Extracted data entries
+===+

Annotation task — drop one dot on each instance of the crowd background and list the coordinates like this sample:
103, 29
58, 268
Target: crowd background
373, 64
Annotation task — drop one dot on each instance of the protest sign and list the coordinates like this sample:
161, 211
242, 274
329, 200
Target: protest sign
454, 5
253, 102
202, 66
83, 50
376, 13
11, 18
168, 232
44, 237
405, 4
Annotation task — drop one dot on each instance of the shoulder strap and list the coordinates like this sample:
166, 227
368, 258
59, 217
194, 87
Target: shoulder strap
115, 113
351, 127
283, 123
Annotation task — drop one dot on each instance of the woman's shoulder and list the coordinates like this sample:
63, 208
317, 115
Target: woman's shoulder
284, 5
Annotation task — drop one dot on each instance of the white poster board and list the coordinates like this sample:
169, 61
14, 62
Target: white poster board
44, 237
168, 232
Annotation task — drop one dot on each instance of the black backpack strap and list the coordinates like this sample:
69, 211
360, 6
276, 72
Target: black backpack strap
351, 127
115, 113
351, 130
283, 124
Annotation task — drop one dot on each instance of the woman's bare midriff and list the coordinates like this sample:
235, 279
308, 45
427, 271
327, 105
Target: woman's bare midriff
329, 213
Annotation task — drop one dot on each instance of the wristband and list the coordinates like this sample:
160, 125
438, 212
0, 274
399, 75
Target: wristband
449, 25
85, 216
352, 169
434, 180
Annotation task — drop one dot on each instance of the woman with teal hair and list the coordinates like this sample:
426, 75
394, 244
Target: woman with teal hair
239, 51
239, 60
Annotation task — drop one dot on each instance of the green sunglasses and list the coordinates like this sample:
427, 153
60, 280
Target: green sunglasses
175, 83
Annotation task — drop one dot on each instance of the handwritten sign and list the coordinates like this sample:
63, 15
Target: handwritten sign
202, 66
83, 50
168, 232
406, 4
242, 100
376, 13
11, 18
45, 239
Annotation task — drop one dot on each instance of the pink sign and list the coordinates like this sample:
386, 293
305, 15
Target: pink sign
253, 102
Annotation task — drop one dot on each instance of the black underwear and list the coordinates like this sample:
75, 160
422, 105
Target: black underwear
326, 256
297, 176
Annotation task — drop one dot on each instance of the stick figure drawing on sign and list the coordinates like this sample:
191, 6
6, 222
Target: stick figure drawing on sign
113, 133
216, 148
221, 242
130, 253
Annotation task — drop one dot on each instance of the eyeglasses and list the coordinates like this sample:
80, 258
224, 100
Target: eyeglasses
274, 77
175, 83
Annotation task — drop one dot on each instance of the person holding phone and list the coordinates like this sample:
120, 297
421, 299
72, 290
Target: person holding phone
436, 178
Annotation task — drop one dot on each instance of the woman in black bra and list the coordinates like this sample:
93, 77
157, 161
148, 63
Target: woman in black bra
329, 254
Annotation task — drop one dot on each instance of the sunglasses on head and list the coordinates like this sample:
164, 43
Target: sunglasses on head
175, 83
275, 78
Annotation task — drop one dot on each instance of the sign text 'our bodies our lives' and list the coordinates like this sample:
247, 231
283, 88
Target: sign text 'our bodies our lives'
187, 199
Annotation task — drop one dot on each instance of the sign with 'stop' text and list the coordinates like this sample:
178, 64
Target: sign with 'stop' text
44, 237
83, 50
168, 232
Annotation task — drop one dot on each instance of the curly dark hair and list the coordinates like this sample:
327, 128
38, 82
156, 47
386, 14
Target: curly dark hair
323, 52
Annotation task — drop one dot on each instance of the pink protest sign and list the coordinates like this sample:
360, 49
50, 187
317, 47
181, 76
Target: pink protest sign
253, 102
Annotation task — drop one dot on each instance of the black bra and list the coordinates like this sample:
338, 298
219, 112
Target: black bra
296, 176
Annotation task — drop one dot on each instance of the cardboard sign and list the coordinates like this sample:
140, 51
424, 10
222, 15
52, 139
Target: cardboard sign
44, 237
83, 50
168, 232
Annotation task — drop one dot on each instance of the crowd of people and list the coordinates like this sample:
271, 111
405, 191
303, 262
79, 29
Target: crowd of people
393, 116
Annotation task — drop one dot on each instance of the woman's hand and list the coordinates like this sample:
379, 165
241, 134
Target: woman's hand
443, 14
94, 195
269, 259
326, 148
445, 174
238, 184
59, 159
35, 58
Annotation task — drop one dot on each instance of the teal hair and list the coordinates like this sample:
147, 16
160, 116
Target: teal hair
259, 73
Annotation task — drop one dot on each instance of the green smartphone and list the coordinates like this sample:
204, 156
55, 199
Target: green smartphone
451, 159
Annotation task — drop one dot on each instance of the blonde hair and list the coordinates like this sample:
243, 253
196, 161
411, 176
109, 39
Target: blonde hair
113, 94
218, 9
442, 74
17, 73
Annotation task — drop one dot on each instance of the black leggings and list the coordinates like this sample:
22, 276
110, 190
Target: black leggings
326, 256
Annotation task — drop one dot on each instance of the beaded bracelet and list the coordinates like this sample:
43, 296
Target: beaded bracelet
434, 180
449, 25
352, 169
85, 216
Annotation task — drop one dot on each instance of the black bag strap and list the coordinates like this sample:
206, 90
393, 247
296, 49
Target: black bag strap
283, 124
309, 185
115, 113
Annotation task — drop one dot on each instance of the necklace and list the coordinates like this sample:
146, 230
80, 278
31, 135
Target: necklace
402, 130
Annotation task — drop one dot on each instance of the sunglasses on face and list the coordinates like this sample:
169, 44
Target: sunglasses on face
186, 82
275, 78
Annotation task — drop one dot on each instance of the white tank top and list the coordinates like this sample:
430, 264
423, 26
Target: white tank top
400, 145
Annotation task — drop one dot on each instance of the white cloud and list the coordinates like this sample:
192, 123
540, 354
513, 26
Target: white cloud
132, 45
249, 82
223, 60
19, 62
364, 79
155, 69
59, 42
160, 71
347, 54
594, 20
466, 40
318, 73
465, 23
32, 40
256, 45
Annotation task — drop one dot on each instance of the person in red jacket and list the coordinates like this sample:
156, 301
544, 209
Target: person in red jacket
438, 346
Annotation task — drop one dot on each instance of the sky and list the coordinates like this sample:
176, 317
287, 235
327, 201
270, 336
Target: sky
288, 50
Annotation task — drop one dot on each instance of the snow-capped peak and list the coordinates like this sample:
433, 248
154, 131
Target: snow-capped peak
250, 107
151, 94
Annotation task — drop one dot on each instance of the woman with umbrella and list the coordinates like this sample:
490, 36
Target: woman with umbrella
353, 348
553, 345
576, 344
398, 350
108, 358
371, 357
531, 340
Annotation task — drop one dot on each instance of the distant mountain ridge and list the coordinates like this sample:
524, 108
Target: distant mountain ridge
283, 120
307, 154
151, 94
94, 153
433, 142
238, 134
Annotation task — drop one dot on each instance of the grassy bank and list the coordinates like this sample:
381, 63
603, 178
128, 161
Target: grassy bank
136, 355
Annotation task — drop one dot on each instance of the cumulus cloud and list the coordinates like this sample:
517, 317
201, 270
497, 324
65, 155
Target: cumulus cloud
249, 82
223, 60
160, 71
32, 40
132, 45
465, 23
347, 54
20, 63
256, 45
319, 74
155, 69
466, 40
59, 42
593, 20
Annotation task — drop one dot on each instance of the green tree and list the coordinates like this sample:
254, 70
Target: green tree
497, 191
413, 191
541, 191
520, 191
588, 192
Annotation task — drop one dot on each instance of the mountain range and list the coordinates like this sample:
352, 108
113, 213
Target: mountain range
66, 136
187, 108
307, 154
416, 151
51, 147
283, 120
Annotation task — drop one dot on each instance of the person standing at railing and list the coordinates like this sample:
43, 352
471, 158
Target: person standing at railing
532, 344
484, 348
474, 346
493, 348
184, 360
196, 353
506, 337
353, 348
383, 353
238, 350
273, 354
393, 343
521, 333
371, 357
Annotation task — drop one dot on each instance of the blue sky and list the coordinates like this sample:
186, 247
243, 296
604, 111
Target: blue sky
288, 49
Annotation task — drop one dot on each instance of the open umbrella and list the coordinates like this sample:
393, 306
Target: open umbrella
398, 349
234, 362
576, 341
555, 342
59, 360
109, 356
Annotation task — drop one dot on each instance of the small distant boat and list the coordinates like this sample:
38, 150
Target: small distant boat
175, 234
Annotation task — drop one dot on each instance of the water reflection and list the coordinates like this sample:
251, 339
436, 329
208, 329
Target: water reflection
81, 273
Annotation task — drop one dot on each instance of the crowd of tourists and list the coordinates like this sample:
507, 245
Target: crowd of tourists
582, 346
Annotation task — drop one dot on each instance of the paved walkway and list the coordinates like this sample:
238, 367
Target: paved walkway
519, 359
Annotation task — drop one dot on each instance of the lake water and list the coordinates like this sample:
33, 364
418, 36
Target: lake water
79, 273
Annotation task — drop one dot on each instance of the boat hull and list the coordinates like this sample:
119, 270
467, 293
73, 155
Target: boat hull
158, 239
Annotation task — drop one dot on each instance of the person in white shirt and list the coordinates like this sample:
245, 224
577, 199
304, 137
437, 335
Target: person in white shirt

+===+

## YOUR OBJECTIVE
Your task is to return, exactly and on their own, the lines from the one containing "of tourists and" through the last line of the listing.

## EXERCISE RESPONSE
Annotation task — drop one dot on each instance of the crowd of tourists and list the coordinates like this sample:
507, 245
Target: crowd of tourists
582, 346
Annotation task — drop one dot on each instance of the paved walkway and list the coordinates like this sample:
238, 367
Target: paved walkway
519, 359
Annotation task — drop one dot on each instance of the lake water and list the coordinates like this sample:
33, 364
418, 36
Target: lake water
79, 273
Annotation task — drop one dot on each instance of the boat hull and list the coordinates like this sample:
119, 270
467, 293
73, 155
Target: boat hull
158, 239
Annotation task — drop one dot on each instance of the person in white shirt and list the coordinates like this sample:
245, 224
577, 199
304, 137
437, 335
Target: person in white shirt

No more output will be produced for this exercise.